What the task requires: Reproduce exactly the lines below, starting with the line that contains "Target: windshield" and ending with the last line of the records, both included, and nothing else.

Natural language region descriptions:
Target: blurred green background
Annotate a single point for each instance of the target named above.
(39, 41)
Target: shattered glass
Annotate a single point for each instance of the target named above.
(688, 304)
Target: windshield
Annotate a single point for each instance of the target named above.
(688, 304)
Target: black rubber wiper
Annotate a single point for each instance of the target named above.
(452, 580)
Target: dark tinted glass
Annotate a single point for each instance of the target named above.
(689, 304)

Response:
Target: windshield
Annotate a single point for each instance of the target named above.
(688, 304)
Target: black rubber wiper
Annotate a single point for each instance of the target named above.
(452, 580)
Target: dark tinted glass
Annotate a single point for each instance of the target named above.
(689, 304)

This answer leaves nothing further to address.